> [Written task a] In the listing further down, reproduce word for word the lines from the one containing "Mark the water" through the one containing "point(821, 584)", both included.

> [Extract provided]
================================

On the surface Sugar Mountain is a glittery pop spectacle, however underneath the catchy rhythms and up-beat guitar riffs, the lyrics recall a dark time for Holly Rankin (A.K.A Jack River).

Holly grew up on the coast of New South Wales in a small town called Foster. She describes her early years as idyllic, however after the age of 14 she viewed life very differently. Her younger sister was killed in a freak accident; after this Holly turned to music to make sense of the world. The 26 year old is now based in Sydney and released her first album Sugar Mountain last month. 

Creating music became a means of survival for Holly and it helped her transition into songstress alter ego Jack River. “I realised how much music…could save me and it definitely has,” she told Richard Kingsmill on Triple J radio.

The album takes listeners to the dark place of her pain. Each song is a “trick of the light” River wrote River on her biography page, “from one angle it’s luminous and lovely, from another it’s imbued with a terrible sorrow”. River named her album after Neil Young’s song Sugar Mountain, a bittersweet ode to the loss of innocence. River says her album is “the souvenir of my youth, the wish of what it could have been”.

Jack River performing her album Sugar Mountain for the first time at Splendour in the Grass in July. Photo: Desiree De Bruin

The opening track Her Smile is River remembering her sister, yet also talking to her through the lyrics. “You’re going somewhere I don’t know, somewhere closer, maybe I know.” River spoke of her sister’s passing saying, “the energy of her feels so real, what if it’s a closer experience when someone passes away? What if they go to a closer place?” She is allowing herself to let her sister go, a cathartic experience that song writing creates.

================================

> [Material to process]
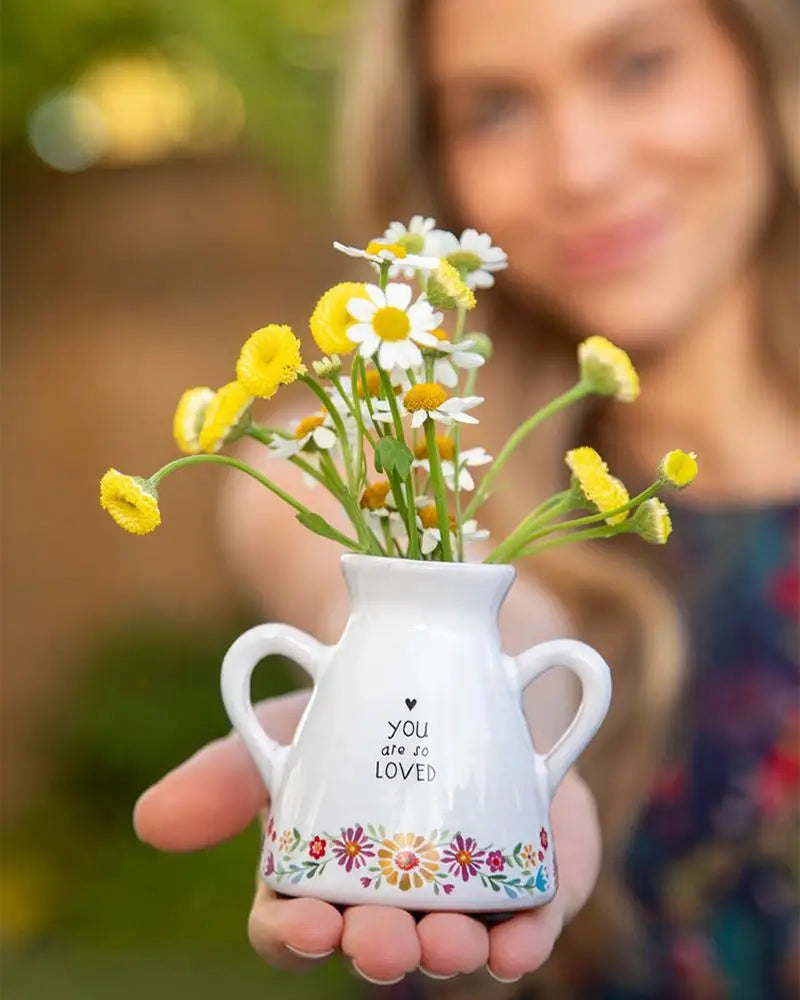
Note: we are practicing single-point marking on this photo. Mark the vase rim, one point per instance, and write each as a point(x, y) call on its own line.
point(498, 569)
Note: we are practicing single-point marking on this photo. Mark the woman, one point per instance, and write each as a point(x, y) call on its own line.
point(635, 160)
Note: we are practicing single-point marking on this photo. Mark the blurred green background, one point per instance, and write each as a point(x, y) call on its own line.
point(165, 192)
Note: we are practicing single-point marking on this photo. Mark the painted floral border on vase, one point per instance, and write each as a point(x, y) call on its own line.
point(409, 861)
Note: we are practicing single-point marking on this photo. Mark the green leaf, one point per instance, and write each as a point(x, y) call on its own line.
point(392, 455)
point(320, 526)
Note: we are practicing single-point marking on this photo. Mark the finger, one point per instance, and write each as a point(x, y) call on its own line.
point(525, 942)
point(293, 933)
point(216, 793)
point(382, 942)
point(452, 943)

================================

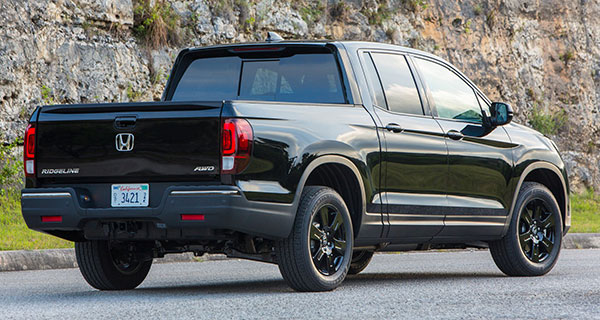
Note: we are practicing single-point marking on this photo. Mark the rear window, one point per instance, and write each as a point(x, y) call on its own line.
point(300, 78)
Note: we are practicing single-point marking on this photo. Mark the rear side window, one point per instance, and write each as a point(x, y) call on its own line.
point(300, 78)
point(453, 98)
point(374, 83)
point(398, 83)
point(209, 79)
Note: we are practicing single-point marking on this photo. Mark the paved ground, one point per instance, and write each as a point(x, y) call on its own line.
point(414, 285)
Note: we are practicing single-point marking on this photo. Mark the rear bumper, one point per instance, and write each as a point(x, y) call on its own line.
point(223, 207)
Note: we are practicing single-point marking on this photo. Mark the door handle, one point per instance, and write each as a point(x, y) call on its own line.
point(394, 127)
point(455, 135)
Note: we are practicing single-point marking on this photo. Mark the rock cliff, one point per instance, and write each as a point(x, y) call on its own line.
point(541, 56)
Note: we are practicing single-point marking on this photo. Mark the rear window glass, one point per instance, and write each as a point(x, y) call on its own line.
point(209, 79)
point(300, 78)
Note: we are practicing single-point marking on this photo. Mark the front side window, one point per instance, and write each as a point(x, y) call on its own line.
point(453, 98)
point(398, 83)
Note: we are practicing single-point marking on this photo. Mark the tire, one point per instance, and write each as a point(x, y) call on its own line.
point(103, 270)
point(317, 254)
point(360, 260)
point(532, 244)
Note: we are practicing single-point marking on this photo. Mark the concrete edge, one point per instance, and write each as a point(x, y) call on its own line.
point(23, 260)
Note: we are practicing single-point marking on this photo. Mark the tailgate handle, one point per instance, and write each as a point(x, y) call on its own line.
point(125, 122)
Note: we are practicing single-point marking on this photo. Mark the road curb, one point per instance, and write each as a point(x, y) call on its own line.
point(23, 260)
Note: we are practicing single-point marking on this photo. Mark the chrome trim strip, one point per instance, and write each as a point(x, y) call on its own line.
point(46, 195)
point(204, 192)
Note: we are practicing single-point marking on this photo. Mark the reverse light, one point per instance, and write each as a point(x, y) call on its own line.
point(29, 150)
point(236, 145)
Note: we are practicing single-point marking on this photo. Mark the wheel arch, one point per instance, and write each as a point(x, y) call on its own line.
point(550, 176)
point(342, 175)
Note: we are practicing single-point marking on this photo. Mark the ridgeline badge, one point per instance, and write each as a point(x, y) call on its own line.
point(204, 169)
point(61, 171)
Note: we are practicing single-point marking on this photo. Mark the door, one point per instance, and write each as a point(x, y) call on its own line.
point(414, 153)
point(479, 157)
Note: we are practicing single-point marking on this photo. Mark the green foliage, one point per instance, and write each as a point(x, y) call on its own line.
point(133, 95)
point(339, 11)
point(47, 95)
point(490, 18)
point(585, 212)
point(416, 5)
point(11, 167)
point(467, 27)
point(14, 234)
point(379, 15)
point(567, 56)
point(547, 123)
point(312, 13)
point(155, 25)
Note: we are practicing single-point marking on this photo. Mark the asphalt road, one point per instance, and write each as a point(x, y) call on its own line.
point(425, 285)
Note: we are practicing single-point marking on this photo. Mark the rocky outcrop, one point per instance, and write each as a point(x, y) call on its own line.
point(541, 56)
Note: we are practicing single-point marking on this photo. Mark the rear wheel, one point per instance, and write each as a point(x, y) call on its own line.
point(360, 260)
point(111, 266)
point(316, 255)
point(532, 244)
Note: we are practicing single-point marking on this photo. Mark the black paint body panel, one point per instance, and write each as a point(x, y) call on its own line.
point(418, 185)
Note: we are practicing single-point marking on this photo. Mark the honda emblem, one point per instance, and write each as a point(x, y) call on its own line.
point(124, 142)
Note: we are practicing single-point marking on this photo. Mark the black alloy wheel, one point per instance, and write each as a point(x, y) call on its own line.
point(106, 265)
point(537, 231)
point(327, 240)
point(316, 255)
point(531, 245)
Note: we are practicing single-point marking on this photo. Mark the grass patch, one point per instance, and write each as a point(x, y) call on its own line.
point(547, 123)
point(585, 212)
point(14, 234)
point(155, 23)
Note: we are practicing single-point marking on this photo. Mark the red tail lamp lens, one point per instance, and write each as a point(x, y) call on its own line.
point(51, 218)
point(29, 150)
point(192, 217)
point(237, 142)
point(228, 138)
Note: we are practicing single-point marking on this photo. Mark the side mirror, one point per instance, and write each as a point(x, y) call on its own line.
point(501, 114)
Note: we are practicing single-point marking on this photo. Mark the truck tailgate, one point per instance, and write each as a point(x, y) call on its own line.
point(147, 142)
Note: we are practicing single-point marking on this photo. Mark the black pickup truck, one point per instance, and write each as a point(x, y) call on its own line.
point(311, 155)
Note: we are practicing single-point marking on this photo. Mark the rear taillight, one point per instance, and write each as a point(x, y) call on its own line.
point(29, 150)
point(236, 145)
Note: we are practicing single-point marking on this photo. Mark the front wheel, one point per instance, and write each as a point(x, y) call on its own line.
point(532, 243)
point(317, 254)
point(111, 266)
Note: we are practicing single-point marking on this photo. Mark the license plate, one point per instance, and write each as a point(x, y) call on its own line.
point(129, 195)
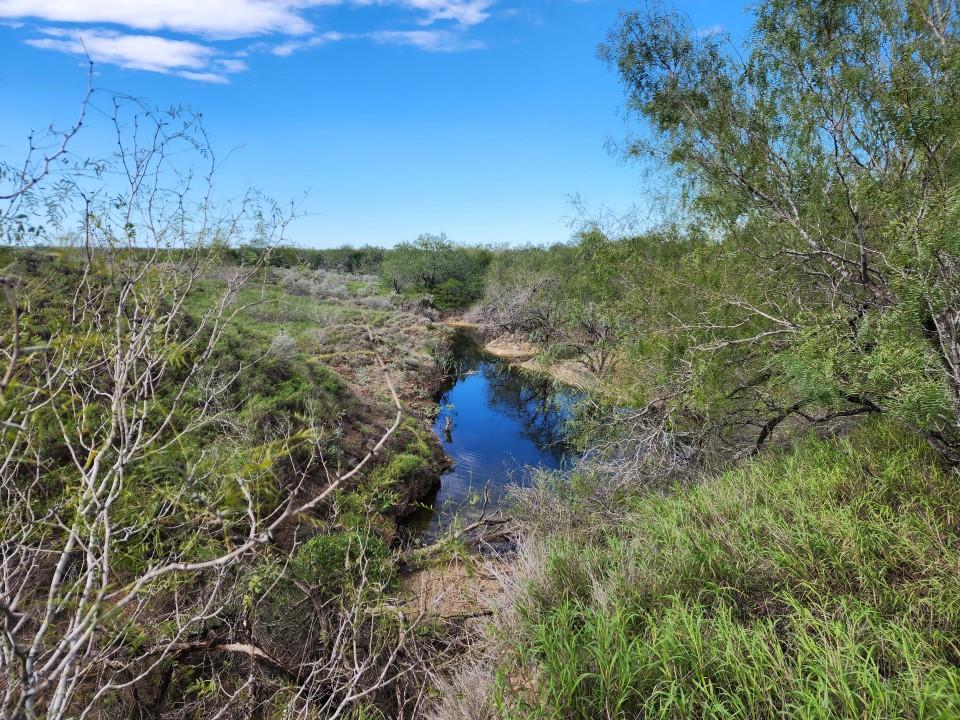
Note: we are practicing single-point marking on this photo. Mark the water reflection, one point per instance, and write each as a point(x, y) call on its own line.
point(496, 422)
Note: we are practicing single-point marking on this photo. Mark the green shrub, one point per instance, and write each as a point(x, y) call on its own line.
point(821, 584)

================================

> [Written task b] Carry on the piece about Jack River's album Sugar Mountain from the point where it stops.

> [Written answer a]
Note: we are practicing single-point marking on this photo. Mark the water reflection, one point per instance, and write each as a point(x, y) call on its own line.
point(496, 422)
Note: we are practicing single-point marking on this photo. Mark the green shrub, one point per instance, and write each as a point(x, y) call on its own line.
point(821, 584)

> [Written answer b]
Ballroom is one of the most successful songs of the album. It comments on River’s ability to perform on stage at times when she is feeling dark and overcoming that sense of helplessness. “I know some things were always going to burn and all our stars were born to die. But I’m not gonna die tonight.” Fault Line is the first single of the album, dealing with loving people while they are still with you, before it is too late. The track Fool’s Gold uplifts listeners with its psych pop beats and glittering imagery: “Fool’s gold, shining in the night, so easy on the eyes.” 

Photo: Desiree De Bruin

The 13 song album takes listeners to a melancholy place while giving them the urge to go for a long drive with the windows down. River lost a part of her youth at 14, but through Sugar Mountain, she seals herself in the Australian music industry as an artist destined for great things. The album has colourful and bright aspects; it is a reflection of youth and the happy memories River had with her sister. 

River is incredibly productive, creating her own festival Electric Lady due to the under-representation of women in the music industry. River told Triple J’s Al Newstead that the aim of Electric Lady is “to grow the pool of artists from which major music events and festivals draw from”. She does this by giving female artists opportunities to showcase their talent at the music festival held in Queensland once a year. This can lead to booking a spot at other major festivals and helps to develop their talent. 

Jack River is bringing her Sugar Mountain tour to Melbourne on the 12th and 14th September.